[Available data Boundary: Start]
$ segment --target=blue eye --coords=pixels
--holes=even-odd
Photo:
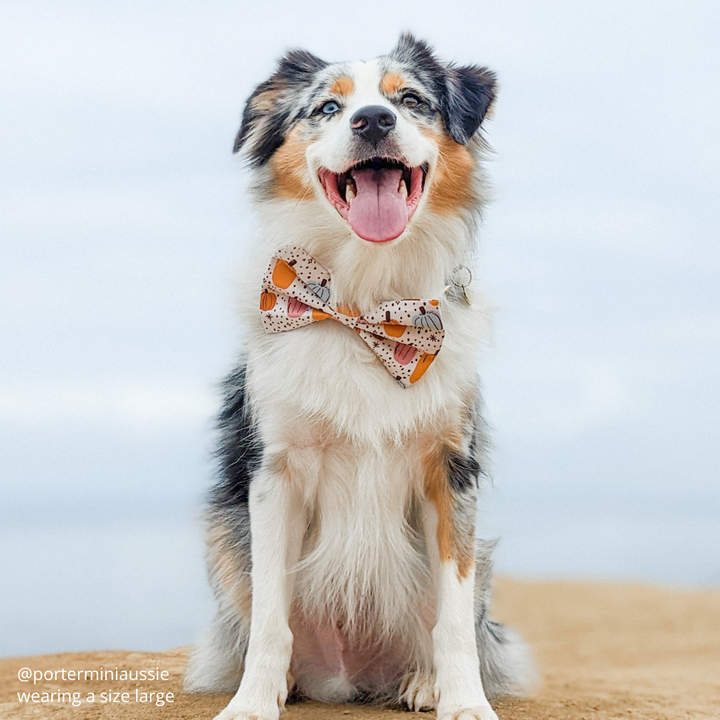
[[[334,115],[335,113],[340,112],[340,106],[334,100],[330,100],[320,108],[320,112],[325,115]]]

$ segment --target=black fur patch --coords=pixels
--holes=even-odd
[[[210,497],[215,509],[247,504],[250,482],[263,453],[247,406],[245,365],[230,373],[223,390],[224,403],[218,417],[220,442],[216,452],[220,479]]]
[[[446,73],[447,90],[440,113],[453,140],[466,144],[495,99],[495,75],[476,65],[449,66]]]
[[[390,57],[433,88],[448,134],[455,142],[466,145],[495,99],[495,75],[476,65],[455,67],[441,63],[426,42],[408,33],[400,36]]]
[[[455,492],[463,493],[478,486],[480,463],[475,458],[448,450],[445,462],[448,482]]]
[[[480,485],[480,478],[488,477],[487,453],[489,449],[488,428],[483,417],[483,401],[479,386],[475,399],[468,408],[466,430],[470,439],[467,454],[445,448],[445,464],[450,487],[462,494]]]
[[[297,96],[312,84],[315,74],[327,63],[305,50],[290,51],[273,75],[255,88],[243,112],[233,152],[250,143],[248,160],[253,167],[264,165],[283,144],[297,117]],[[263,98],[264,96],[264,98]]]

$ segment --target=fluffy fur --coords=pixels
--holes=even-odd
[[[185,681],[237,690],[218,720],[275,720],[290,692],[492,720],[488,697],[527,689],[525,646],[488,618],[492,547],[475,540],[486,312],[472,289],[471,304],[447,290],[474,259],[494,97],[486,68],[443,63],[405,35],[366,63],[291,52],[247,101],[235,150],[252,167],[262,234],[207,514],[218,610]],[[355,232],[363,168],[402,173],[397,237]],[[262,274],[287,244],[360,312],[443,298],[445,342],[416,385],[399,387],[338,323],[264,332]]]

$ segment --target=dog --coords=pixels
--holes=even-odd
[[[217,614],[185,679],[237,691],[217,720],[275,720],[289,694],[495,720],[488,698],[527,690],[475,538],[495,94],[404,34],[369,62],[289,52],[247,101],[262,229],[206,518]]]

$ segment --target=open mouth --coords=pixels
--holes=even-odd
[[[417,209],[427,166],[410,168],[398,160],[371,158],[343,173],[321,168],[318,177],[331,205],[368,242],[388,242],[402,234]]]

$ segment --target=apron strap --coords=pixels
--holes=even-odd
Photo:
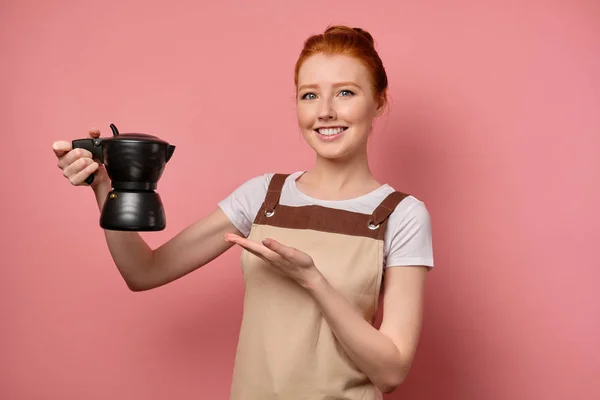
[[[394,212],[396,206],[404,200],[408,195],[402,192],[390,193],[383,201],[377,206],[371,216],[371,224],[378,226],[385,221],[391,213]]]
[[[275,174],[271,178],[265,197],[265,212],[272,212],[275,209],[275,206],[279,204],[281,190],[283,189],[283,184],[288,176],[289,174]]]

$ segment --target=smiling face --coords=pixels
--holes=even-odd
[[[326,159],[366,152],[373,119],[383,107],[369,71],[345,55],[316,54],[298,71],[297,117],[304,139]]]

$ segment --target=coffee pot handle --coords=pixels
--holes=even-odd
[[[104,163],[102,154],[102,139],[76,139],[71,142],[73,149],[85,149],[98,158],[100,163]],[[85,178],[85,182],[91,185],[94,182],[94,174]]]

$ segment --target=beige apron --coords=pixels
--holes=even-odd
[[[389,215],[405,194],[373,212],[279,204],[288,175],[275,174],[249,239],[271,237],[309,254],[319,271],[370,324],[383,275]],[[374,400],[381,392],[347,357],[315,300],[293,280],[242,251],[244,314],[231,400]]]

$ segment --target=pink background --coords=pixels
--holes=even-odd
[[[293,66],[330,23],[377,40],[372,166],[433,220],[422,340],[388,398],[600,398],[599,4],[3,1],[0,398],[227,398],[239,250],[128,291],[51,143],[115,123],[175,144],[156,246],[244,180],[310,168]]]

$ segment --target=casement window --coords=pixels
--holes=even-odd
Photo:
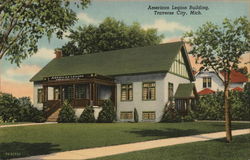
[[[86,99],[88,98],[88,85],[80,84],[75,86],[75,96],[76,99]]]
[[[59,100],[60,97],[60,88],[54,88],[54,100]]]
[[[133,119],[133,113],[132,112],[121,112],[120,113],[120,119]]]
[[[142,112],[143,120],[155,120],[155,112]]]
[[[155,100],[155,82],[145,82],[142,84],[142,100]]]
[[[121,101],[132,101],[133,100],[133,85],[122,84],[121,85]]]
[[[174,96],[174,84],[168,83],[168,100],[172,99]]]
[[[62,88],[63,100],[72,100],[73,99],[73,86],[64,86]]]
[[[203,88],[211,88],[211,87],[212,87],[211,77],[203,77]]]
[[[43,89],[37,90],[37,103],[43,103]]]

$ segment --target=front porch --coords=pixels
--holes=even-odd
[[[110,77],[97,74],[46,77],[42,85],[46,117],[66,100],[75,109],[101,106],[108,99],[116,106],[116,84]]]

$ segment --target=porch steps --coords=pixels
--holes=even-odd
[[[57,118],[59,115],[61,108],[58,108],[54,113],[52,113],[48,118],[47,122],[57,122]]]

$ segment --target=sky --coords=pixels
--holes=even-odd
[[[162,43],[177,41],[183,33],[196,30],[207,21],[219,25],[224,18],[250,17],[248,0],[92,0],[87,9],[82,10],[74,5],[71,7],[78,17],[72,29],[89,24],[98,25],[106,17],[113,17],[128,25],[138,22],[144,29],[156,28],[159,34],[164,35]],[[162,9],[155,9],[157,7]],[[197,11],[197,14],[191,11]],[[29,80],[55,57],[54,49],[62,47],[68,40],[67,37],[57,39],[55,36],[50,41],[46,37],[42,38],[38,43],[38,52],[24,60],[20,67],[5,59],[0,60],[0,91],[32,99],[33,83]]]

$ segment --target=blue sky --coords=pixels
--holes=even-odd
[[[148,10],[150,6],[207,6],[208,10],[201,10],[202,15],[154,15],[152,10]],[[139,22],[142,27],[154,27],[158,29],[160,34],[165,36],[164,42],[176,40],[186,31],[195,30],[207,21],[220,24],[224,18],[236,18],[240,16],[248,16],[250,14],[250,3],[248,1],[162,1],[162,0],[93,0],[87,9],[80,9],[72,6],[77,13],[79,21],[73,28],[81,25],[94,24],[98,25],[106,17],[114,17],[122,20],[126,24]],[[160,11],[160,10],[159,10]],[[162,10],[176,11],[176,10]],[[189,10],[185,10],[189,13]],[[3,60],[1,66],[2,90],[6,92],[17,92],[15,89],[9,91],[8,85],[18,83],[21,86],[28,86],[29,90],[32,83],[29,79],[44,67],[52,58],[54,58],[53,50],[61,47],[68,41],[53,37],[50,42],[47,38],[39,41],[38,53],[31,58],[23,61],[21,67],[10,64]],[[70,65],[70,64],[69,64]],[[11,83],[12,82],[12,83]],[[22,85],[23,84],[23,85]],[[13,88],[12,87],[12,88]],[[16,87],[18,89],[18,87]],[[23,89],[18,89],[21,92]],[[27,93],[31,93],[30,92]],[[15,94],[14,93],[14,94]],[[25,92],[26,93],[26,92]],[[31,96],[28,94],[27,96]]]

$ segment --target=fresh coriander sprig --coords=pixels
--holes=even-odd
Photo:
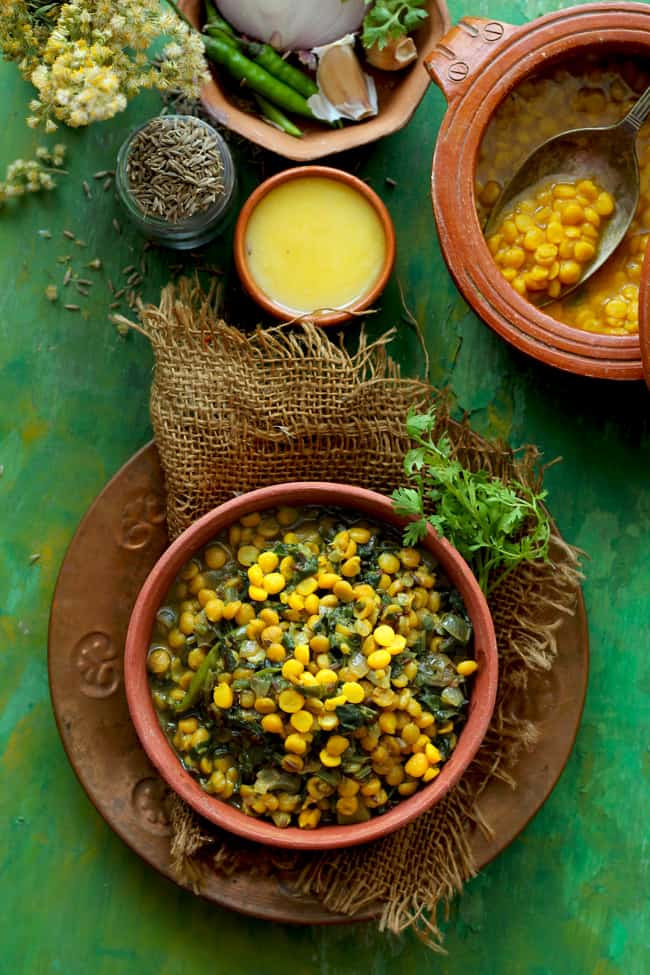
[[[413,519],[404,530],[405,544],[416,544],[431,525],[458,549],[488,594],[521,562],[548,558],[546,492],[463,467],[449,437],[434,441],[435,423],[435,408],[409,412],[406,430],[416,446],[404,457],[404,473],[413,486],[393,492],[393,507]],[[432,513],[426,514],[429,507]]]
[[[370,2],[370,0],[366,0]],[[411,34],[429,15],[426,0],[376,0],[363,21],[361,43],[383,50],[390,41]]]

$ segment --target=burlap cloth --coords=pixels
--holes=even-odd
[[[333,480],[390,493],[404,483],[408,409],[432,401],[439,431],[446,430],[463,464],[540,485],[534,448],[515,459],[505,445],[453,420],[440,391],[400,377],[386,353],[393,333],[368,344],[362,332],[354,354],[309,324],[244,334],[219,320],[212,296],[188,280],[168,285],[160,307],[142,308],[140,324],[129,324],[155,353],[151,418],[171,537],[215,505],[266,484]],[[518,713],[522,692],[531,673],[553,666],[558,619],[575,610],[577,553],[555,534],[551,555],[546,564],[511,574],[490,598],[500,661],[497,704],[476,759],[445,799],[378,842],[278,855],[199,821],[174,796],[171,853],[179,878],[200,887],[205,869],[291,869],[296,891],[329,910],[354,915],[378,904],[382,929],[413,927],[439,948],[440,908],[475,874],[472,831],[490,831],[477,800],[494,777],[514,786],[518,753],[537,738]]]

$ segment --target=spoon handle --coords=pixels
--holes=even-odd
[[[632,133],[637,133],[648,115],[650,115],[650,87],[646,88],[641,97],[637,99],[634,107],[621,120],[620,125]]]

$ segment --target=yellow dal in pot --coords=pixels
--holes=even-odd
[[[481,223],[541,142],[566,129],[619,121],[649,84],[647,60],[612,55],[574,57],[518,85],[494,113],[481,144],[476,170]],[[639,282],[650,239],[650,122],[642,126],[636,148],[641,195],[632,225],[585,284],[544,307],[556,321],[608,335],[638,332]]]

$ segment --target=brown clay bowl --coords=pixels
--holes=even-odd
[[[643,362],[643,378],[650,389],[650,250],[643,259],[639,288],[639,343]]]
[[[433,209],[452,277],[495,332],[567,372],[641,379],[637,336],[582,332],[545,315],[508,286],[492,260],[474,203],[480,145],[499,104],[542,66],[588,52],[650,58],[650,6],[585,4],[521,27],[464,17],[440,41],[425,61],[448,101],[433,159]]]
[[[203,0],[180,0],[179,7],[195,27],[199,30],[203,27]],[[346,122],[342,129],[329,129],[322,123],[300,119],[298,124],[304,136],[297,139],[242,108],[236,82],[214,65],[212,80],[204,86],[201,101],[220,125],[296,162],[310,162],[376,142],[407,124],[427,90],[427,77],[422,70],[424,56],[449,30],[451,20],[445,0],[427,0],[426,7],[429,16],[413,35],[419,52],[417,61],[403,71],[378,71],[364,65],[364,70],[373,76],[377,85],[379,112],[374,118]]]
[[[386,287],[386,282],[388,281],[393,270],[393,265],[395,264],[395,228],[393,226],[391,216],[385,204],[377,196],[375,191],[371,190],[370,187],[363,182],[363,180],[358,179],[356,176],[352,176],[351,173],[347,173],[343,169],[334,169],[331,166],[296,166],[293,169],[286,169],[281,173],[277,173],[275,176],[271,176],[263,183],[260,183],[257,189],[253,190],[251,195],[246,200],[241,209],[239,217],[237,218],[233,241],[235,267],[237,268],[237,273],[239,274],[241,282],[246,291],[249,293],[251,298],[257,302],[258,305],[264,308],[275,318],[280,318],[287,321],[292,317],[291,313],[288,312],[286,308],[283,308],[282,305],[276,304],[269,295],[262,291],[255,281],[255,278],[252,276],[248,266],[248,261],[246,259],[246,230],[248,228],[248,221],[250,220],[253,210],[270,190],[275,189],[276,186],[281,186],[284,183],[291,182],[292,180],[304,179],[310,176],[320,179],[333,179],[340,183],[345,183],[346,186],[356,190],[372,205],[384,230],[386,246],[384,266],[379,277],[372,287],[366,292],[366,294],[357,301],[346,305],[345,308],[342,308],[340,311],[330,311],[302,316],[303,319],[309,319],[309,321],[314,322],[316,325],[338,325],[341,322],[348,321],[354,315],[370,307],[373,301]]]
[[[451,758],[430,784],[389,812],[366,823],[323,826],[315,830],[280,829],[249,817],[213,796],[183,769],[167,741],[151,700],[146,656],[154,616],[183,564],[222,528],[242,515],[278,504],[336,505],[380,522],[401,527],[389,498],[363,488],[326,482],[280,484],[250,491],[204,515],[173,542],[158,560],[140,591],[131,615],[124,654],[124,683],[131,718],[142,746],[168,785],[200,816],[222,829],[268,846],[296,850],[335,849],[379,839],[405,826],[438,802],[454,786],[472,761],[487,731],[494,709],[498,660],[492,618],[485,598],[467,563],[456,549],[432,529],[422,545],[463,597],[474,626],[474,649],[479,669],[469,703],[467,722]]]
[Available data Boundary: End]
▸ Instructions for the task
Where a line of the data includes the string "blue", list that line.

▸ Problem solution
$ segment --target=blue eye --coords=pixels
$ segment --target=blue sky --coords=pixels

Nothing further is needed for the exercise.